# [WHAT YOU ARE ASKED TO DO]
Substitute "image" for "photo" throughout the material, starting at the line that contains "of the raised" and ending at the last line of the material, and reproduce only those lines with all else unchanged. Leave the pictures out of the answer.
# RECORDS PROVIDED start
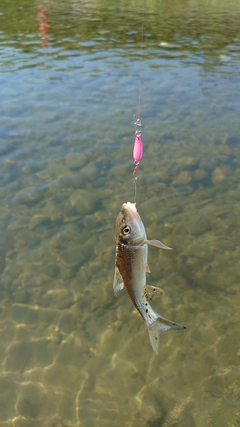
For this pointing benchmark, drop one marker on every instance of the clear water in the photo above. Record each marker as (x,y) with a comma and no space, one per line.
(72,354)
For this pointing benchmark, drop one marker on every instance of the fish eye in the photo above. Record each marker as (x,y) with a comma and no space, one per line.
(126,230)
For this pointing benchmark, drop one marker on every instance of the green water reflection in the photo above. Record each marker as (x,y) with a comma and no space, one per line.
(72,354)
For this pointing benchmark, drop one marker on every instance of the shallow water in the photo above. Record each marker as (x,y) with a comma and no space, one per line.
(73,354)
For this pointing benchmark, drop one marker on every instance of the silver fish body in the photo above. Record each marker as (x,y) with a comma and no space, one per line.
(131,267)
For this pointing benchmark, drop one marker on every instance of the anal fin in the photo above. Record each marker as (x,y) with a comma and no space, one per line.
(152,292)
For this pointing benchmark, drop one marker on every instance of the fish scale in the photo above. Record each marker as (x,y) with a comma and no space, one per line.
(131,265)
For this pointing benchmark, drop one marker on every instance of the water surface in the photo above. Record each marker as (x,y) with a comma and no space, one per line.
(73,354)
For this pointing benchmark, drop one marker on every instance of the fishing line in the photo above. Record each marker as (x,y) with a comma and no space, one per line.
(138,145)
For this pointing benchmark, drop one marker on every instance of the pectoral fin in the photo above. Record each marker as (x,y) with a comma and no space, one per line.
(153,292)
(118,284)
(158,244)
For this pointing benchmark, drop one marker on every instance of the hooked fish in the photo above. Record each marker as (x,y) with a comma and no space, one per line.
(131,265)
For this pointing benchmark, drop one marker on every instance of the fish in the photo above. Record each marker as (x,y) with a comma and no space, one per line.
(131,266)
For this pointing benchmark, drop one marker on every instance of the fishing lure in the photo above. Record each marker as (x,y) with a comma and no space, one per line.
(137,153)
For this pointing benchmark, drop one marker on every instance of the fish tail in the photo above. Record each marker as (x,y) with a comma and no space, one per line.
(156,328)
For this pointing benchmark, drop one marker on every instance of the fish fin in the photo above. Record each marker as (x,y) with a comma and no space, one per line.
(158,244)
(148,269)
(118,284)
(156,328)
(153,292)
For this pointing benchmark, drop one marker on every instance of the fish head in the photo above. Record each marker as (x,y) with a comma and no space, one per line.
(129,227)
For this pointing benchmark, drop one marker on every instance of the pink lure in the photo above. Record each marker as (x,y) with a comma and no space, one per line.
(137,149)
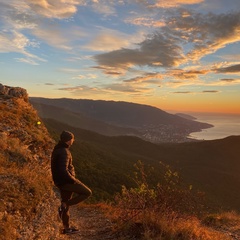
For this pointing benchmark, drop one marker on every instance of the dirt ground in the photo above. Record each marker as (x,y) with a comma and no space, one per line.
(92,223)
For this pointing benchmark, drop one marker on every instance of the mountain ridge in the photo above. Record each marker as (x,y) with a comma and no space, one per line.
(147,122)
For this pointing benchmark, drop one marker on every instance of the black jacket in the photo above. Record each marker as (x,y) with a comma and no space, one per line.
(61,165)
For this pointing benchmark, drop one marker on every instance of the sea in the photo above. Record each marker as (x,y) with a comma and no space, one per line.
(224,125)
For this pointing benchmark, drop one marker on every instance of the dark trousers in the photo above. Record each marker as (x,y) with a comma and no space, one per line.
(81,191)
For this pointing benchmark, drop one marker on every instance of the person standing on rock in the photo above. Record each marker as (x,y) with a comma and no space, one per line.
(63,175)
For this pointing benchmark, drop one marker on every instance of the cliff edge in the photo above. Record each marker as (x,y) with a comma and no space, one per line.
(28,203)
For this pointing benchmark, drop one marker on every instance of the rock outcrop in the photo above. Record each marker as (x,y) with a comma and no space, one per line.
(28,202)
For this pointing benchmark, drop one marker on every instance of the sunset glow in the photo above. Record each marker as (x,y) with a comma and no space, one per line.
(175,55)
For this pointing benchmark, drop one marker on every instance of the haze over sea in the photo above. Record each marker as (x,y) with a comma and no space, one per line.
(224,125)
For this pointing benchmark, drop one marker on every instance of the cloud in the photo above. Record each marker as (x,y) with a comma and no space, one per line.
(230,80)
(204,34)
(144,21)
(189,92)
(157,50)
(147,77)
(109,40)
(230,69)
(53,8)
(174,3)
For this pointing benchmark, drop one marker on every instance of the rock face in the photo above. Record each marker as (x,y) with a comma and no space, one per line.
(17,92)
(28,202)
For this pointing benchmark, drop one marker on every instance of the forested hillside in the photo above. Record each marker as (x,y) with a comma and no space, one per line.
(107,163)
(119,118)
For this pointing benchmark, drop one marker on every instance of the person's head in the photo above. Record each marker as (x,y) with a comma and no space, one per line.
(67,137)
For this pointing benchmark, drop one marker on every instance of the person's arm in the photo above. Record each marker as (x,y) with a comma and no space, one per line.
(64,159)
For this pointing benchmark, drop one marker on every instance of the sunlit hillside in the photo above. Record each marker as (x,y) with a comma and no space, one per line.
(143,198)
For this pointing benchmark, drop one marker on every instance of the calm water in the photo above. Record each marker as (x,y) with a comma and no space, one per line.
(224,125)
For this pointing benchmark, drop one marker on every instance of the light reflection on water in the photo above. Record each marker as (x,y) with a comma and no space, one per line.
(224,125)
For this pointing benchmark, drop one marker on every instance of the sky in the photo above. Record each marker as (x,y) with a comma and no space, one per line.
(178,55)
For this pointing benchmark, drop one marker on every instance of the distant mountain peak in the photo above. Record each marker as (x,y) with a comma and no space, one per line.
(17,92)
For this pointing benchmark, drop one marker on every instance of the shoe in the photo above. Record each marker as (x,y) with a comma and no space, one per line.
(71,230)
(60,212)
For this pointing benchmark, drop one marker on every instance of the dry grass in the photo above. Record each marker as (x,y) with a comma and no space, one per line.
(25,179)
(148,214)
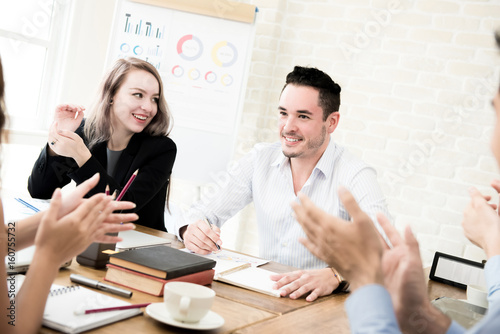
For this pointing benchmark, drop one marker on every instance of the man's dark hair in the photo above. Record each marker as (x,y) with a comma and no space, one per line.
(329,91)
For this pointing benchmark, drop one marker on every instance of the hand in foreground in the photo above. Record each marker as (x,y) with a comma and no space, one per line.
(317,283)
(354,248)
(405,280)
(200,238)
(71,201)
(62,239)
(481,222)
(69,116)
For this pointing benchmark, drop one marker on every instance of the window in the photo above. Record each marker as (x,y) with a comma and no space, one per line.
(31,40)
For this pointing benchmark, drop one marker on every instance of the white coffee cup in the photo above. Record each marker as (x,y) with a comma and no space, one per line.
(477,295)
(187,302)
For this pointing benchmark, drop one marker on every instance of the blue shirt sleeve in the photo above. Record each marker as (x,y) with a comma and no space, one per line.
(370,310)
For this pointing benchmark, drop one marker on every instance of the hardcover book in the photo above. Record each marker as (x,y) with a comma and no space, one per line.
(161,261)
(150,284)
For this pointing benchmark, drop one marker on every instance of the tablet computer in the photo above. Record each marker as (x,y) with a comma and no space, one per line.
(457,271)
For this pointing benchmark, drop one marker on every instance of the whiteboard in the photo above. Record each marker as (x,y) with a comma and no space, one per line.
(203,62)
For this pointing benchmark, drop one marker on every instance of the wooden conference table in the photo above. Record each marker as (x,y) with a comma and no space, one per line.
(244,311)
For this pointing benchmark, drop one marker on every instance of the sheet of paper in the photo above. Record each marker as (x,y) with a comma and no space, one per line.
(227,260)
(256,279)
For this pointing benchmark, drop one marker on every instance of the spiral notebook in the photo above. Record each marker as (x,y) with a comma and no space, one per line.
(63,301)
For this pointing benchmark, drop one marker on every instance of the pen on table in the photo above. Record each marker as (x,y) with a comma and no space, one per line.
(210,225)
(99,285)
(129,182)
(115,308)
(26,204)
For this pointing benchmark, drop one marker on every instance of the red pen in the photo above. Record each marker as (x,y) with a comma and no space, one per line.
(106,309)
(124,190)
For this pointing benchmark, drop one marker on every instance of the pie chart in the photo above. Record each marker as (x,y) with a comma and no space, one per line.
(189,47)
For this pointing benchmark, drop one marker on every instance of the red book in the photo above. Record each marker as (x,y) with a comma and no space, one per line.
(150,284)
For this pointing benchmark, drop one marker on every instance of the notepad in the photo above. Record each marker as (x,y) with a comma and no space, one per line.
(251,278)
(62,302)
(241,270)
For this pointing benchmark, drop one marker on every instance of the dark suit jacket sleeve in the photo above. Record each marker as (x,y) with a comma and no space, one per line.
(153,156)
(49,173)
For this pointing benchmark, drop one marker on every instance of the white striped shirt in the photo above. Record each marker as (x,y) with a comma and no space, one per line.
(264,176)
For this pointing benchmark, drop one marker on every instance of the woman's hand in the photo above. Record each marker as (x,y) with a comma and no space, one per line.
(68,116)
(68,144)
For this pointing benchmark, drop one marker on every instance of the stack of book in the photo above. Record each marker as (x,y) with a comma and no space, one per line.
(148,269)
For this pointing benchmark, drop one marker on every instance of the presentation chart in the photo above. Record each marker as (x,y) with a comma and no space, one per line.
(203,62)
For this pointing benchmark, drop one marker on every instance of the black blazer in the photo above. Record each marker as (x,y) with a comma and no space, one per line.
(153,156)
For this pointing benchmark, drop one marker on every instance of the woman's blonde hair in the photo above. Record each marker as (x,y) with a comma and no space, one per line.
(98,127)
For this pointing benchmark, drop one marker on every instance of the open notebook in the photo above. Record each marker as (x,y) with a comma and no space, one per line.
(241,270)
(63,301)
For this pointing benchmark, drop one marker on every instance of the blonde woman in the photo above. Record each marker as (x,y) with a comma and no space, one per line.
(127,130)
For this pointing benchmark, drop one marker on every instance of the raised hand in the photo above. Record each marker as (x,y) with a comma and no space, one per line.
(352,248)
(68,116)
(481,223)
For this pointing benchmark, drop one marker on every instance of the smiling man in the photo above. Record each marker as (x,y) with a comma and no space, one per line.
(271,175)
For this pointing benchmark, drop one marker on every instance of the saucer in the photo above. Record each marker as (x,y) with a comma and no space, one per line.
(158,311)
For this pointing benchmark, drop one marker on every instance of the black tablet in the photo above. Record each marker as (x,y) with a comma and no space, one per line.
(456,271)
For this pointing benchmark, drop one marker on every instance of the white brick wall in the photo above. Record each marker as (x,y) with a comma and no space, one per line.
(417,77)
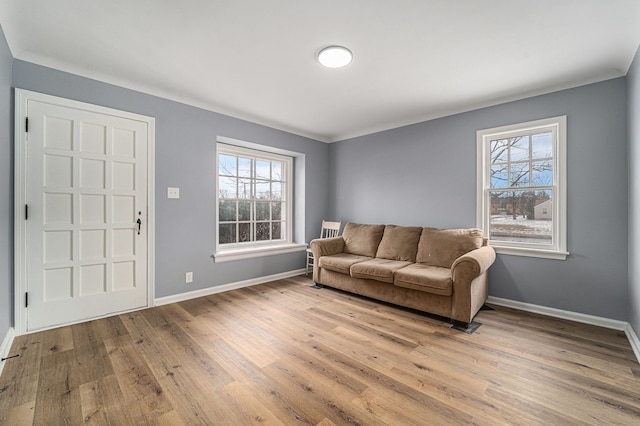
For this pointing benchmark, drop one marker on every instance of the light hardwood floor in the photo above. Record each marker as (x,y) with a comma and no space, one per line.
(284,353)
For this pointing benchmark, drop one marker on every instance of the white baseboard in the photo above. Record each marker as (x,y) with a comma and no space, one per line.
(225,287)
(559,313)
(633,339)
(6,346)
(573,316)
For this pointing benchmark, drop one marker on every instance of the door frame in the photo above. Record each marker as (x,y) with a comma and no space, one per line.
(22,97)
# RECORDS PROVIDED end
# [SOLVED PROBLEM]
For this pointing benchmark, drop one marker on every instance of the raised hand in the image above. Record each marker as (x,y) with a comma and no space, one per line.
(352,248)
(68,116)
(481,223)
For this pointing benchmark, drop one marker on every instance of the smiling man in the image above. Record each marker as (x,y) with a comma and no space, one per line.
(271,175)
For this pointing benchmark, drop one marker on every instance of the saucer in the image above. Record each marker as (x,y) with a comma and no space, one per line.
(158,311)
For this pointing benchmark, drop one marker on every instance of the black tablet in the image above. Record each marker as (x,y) with a comma and no space, one per line.
(456,271)
For this pointing benchmark, drop one marker on every instance of the white brick wall in the image above. Record each marker as (x,y) with a comma and no space, one per line.
(417,77)
For this pointing benchmark, drop one marker on every instance of the light hardwood floor in the image above. Record each marker as (x,y) with a comma and no space, one per line.
(284,353)
For this pointing benchmark, drop one marker on every instance of the white baseboard in the image above. Record each marker as (x,y) with a comma and no space, one per line.
(225,287)
(559,313)
(633,339)
(6,346)
(573,316)
For this pointing benchmark, drop one marker on every instance of the door frame in the image above. Record each marker as (x,y) with a comma and no space, one per line.
(22,97)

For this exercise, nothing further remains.